» Problem to solve: Start at the line with "Query: blue and white kit player" in the records below, stop at the line with "written like <point>661,317</point>.", and return every line in that span exactly, the two end lines included.
******************************
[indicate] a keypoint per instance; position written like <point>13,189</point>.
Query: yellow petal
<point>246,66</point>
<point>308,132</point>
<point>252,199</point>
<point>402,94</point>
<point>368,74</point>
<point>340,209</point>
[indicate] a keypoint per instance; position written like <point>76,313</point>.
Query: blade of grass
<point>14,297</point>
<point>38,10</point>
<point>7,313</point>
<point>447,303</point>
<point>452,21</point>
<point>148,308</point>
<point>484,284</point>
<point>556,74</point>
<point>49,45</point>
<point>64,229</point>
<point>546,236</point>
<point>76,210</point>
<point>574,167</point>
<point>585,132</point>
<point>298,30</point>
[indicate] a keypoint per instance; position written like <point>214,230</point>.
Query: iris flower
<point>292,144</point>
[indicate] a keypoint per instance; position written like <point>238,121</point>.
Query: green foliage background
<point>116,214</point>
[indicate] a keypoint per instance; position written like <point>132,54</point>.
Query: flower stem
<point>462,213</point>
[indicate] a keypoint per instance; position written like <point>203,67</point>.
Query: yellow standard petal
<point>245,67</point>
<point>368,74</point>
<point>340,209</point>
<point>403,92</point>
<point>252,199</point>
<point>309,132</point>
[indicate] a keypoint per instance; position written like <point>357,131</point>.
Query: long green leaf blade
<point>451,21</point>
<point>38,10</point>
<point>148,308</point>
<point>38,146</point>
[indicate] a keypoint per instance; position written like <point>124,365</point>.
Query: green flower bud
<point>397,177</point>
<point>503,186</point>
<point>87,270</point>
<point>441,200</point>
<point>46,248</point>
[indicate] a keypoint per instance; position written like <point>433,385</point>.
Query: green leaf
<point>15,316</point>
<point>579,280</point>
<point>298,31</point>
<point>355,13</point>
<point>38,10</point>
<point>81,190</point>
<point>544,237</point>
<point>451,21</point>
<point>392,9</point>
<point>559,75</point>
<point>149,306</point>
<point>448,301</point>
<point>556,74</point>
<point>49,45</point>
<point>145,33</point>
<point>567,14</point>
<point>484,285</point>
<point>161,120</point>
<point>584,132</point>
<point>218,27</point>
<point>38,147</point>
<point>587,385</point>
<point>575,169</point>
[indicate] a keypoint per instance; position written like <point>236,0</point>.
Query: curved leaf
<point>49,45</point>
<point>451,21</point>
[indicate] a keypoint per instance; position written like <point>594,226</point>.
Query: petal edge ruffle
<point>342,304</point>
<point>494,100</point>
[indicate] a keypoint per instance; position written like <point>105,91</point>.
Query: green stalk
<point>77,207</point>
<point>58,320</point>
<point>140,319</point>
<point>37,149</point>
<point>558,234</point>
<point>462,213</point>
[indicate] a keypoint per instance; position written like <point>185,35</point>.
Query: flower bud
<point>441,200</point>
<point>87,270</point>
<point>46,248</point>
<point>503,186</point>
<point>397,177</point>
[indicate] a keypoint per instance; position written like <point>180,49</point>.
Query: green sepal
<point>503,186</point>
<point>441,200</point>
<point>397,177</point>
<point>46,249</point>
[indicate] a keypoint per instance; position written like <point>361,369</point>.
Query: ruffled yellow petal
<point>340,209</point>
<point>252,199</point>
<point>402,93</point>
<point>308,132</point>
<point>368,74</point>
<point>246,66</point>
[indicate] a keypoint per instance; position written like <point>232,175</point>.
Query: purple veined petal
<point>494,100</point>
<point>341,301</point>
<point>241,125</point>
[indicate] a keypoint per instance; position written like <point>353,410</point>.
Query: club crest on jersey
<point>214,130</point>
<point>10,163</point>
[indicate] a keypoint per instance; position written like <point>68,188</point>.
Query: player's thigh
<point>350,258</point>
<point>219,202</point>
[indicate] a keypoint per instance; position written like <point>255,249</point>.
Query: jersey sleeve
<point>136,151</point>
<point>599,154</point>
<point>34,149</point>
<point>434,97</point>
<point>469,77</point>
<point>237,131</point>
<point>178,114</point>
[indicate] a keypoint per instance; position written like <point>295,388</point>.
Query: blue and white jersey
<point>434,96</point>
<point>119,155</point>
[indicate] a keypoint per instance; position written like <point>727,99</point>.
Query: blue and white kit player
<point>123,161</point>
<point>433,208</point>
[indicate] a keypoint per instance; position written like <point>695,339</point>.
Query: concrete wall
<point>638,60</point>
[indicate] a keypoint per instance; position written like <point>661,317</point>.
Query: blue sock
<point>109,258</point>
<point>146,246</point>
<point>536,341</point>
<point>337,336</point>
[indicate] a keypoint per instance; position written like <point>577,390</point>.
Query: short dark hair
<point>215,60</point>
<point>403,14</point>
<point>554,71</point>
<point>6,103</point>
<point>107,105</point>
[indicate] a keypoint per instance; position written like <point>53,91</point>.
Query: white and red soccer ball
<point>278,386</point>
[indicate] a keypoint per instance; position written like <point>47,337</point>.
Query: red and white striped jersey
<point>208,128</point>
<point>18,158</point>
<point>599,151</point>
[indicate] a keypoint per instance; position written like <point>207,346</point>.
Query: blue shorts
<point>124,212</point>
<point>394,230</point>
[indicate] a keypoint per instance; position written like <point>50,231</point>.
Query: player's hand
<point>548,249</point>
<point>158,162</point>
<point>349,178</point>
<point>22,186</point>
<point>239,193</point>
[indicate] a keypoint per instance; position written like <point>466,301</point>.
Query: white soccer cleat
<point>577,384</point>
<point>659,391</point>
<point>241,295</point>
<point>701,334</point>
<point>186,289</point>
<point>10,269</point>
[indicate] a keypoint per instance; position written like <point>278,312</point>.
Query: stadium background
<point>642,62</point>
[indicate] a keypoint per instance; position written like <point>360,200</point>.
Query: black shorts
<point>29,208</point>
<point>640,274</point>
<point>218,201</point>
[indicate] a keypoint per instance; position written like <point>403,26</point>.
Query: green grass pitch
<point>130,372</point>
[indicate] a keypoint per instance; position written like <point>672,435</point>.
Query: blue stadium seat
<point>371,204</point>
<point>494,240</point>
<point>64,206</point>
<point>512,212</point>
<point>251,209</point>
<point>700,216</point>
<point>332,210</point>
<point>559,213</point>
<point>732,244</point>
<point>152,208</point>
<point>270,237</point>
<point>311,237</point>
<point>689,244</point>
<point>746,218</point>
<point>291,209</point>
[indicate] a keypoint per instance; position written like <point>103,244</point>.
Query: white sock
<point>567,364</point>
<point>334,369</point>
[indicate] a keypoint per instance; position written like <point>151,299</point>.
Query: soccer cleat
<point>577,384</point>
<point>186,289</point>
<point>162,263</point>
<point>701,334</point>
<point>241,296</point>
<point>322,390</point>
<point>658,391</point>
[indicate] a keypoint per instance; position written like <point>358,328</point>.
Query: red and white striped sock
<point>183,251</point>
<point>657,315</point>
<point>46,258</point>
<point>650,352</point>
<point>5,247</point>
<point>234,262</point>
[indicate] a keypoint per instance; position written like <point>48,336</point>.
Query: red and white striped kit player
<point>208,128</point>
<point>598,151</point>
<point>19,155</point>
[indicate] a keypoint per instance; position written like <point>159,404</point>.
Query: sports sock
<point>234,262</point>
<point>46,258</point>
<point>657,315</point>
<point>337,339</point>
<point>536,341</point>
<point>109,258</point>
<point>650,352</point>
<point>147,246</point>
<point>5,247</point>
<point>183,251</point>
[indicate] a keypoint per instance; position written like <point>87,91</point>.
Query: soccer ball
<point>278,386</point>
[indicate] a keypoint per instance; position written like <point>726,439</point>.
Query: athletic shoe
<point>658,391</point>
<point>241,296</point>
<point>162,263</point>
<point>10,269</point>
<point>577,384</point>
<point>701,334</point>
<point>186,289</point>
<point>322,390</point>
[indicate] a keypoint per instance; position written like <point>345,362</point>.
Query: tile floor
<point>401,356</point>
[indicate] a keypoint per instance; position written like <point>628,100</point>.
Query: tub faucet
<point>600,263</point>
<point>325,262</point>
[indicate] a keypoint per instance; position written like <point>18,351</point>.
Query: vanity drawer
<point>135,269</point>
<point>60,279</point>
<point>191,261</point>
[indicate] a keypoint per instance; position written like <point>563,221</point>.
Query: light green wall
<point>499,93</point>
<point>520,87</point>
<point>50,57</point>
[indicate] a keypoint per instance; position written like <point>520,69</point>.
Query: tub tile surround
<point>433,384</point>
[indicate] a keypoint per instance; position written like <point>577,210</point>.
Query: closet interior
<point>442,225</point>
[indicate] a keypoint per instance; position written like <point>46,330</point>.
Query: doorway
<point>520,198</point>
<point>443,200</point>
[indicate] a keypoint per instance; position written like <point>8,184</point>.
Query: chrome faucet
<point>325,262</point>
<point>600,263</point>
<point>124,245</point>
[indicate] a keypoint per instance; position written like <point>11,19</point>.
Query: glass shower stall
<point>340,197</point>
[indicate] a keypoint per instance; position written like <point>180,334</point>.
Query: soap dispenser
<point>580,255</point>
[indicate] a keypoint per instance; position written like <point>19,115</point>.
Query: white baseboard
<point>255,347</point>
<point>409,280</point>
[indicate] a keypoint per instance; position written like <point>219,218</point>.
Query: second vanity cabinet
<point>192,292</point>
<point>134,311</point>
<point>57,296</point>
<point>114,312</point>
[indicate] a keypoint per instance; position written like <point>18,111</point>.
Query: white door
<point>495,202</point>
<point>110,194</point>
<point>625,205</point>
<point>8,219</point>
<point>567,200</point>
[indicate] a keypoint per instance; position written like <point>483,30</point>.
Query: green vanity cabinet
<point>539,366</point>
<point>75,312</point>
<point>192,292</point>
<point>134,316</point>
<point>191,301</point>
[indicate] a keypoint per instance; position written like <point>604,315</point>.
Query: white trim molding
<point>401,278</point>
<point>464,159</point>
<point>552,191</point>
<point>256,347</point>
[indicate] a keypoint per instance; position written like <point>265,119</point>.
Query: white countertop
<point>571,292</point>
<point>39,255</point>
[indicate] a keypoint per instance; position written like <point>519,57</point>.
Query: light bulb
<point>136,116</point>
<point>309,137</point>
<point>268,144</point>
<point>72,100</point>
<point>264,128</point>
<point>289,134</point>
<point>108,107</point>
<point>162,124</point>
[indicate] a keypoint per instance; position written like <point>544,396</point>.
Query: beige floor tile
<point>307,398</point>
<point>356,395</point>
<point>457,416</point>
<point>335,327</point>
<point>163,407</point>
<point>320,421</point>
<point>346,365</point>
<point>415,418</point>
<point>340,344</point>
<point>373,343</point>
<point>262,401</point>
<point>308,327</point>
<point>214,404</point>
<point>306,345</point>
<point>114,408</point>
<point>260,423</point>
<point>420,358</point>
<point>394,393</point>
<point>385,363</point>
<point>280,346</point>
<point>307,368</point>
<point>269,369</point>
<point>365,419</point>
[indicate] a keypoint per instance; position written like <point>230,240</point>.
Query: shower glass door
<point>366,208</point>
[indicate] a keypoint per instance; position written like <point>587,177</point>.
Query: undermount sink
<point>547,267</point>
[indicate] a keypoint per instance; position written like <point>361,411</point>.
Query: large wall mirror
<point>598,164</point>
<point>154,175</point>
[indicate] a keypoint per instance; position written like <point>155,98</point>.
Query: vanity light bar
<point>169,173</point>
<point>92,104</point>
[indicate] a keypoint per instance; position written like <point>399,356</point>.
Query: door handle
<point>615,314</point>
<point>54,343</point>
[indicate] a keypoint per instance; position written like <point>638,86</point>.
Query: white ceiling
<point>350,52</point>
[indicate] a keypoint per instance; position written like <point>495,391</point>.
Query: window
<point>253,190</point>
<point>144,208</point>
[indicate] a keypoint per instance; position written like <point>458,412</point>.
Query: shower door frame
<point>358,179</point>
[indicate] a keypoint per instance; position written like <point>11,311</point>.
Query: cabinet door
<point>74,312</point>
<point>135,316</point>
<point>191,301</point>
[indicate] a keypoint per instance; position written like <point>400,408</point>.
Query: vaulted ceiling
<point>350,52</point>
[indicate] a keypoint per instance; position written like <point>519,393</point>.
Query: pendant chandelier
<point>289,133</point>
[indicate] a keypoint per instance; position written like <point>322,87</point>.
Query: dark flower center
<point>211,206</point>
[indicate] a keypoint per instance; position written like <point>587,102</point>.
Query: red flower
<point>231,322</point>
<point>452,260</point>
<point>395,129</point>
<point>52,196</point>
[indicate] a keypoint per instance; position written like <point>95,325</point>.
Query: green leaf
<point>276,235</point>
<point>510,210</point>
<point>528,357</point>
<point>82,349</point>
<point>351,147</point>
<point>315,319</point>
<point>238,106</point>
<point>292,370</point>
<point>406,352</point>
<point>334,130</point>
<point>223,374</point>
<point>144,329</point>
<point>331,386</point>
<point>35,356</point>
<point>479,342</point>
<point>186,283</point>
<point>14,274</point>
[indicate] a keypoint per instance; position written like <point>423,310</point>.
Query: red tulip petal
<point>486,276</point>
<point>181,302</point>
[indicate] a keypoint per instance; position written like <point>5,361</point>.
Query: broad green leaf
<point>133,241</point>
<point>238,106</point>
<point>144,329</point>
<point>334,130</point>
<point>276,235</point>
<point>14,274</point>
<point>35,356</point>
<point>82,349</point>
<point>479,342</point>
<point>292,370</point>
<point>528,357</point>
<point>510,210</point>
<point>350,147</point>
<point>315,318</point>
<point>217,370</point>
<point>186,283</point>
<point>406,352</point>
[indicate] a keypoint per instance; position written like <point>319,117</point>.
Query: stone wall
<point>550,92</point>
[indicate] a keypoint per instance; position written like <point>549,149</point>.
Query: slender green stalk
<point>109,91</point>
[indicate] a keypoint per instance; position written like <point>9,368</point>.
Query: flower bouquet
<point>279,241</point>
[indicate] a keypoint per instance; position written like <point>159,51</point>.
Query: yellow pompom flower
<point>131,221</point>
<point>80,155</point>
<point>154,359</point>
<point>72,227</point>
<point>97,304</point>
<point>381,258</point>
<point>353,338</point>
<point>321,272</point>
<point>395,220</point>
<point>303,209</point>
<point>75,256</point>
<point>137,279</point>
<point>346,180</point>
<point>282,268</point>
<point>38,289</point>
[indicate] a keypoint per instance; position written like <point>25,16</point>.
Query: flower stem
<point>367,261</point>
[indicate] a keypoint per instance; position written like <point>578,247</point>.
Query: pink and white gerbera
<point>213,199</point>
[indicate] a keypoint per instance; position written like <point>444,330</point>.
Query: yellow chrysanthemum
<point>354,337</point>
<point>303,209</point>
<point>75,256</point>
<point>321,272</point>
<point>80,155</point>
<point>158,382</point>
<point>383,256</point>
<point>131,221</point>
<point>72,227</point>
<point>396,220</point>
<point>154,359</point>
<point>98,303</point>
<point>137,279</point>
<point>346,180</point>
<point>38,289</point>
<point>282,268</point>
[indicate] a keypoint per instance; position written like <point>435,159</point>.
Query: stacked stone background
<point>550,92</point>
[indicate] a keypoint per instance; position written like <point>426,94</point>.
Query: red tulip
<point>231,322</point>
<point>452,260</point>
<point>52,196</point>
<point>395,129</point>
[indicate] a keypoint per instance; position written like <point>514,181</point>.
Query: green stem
******************************
» Your solution:
Query: blue and white kit player
<point>123,161</point>
<point>433,208</point>
[indicate] a keypoint per instance; position written like <point>695,339</point>.
Query: concrete wall
<point>638,60</point>
[indicate] a keypoint per instance; position written like <point>661,317</point>.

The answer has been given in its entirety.